Collected data entries
--------------------------------
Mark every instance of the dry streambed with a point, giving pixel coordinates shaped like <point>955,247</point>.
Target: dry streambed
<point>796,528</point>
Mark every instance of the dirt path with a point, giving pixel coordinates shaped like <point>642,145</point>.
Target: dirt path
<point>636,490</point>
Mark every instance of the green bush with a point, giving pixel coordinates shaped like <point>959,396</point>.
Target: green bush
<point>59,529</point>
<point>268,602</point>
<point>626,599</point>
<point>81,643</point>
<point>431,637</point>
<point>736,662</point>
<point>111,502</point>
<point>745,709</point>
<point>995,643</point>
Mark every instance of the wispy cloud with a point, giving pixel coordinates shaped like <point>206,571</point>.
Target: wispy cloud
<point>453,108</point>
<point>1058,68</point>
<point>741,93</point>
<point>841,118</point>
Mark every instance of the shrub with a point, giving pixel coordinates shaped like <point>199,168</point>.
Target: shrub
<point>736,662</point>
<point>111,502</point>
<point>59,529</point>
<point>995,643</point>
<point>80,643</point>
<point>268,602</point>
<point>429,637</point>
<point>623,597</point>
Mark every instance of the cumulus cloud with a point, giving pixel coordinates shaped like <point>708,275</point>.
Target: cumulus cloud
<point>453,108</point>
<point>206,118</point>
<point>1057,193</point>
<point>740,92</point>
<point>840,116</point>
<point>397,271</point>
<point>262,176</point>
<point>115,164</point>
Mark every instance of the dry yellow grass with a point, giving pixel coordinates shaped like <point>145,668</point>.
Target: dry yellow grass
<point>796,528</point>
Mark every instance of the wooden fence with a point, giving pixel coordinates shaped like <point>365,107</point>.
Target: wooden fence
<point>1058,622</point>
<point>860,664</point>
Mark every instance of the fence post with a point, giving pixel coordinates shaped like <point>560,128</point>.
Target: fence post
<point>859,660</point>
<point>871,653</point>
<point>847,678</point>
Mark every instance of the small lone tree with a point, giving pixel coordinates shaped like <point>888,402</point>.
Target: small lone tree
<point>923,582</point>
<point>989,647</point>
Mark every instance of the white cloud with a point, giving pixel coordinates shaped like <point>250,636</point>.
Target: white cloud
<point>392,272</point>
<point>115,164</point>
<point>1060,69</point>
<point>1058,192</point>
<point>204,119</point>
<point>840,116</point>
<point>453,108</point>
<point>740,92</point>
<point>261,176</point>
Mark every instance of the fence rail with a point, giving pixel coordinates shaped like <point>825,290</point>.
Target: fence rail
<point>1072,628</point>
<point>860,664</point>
--------------------------------
◆ **WHAT TO WORK ON**:
Copy the lines verbatim, starting at the line that contains "Mark every instance of the fence rail" and ending with the last line of the records.

◆ **ANSWER IN FULL**:
Mark every instance of the fence rail with a point, giving pixel coordinates shaped like <point>825,290</point>.
Target: fence rail
<point>1072,628</point>
<point>860,664</point>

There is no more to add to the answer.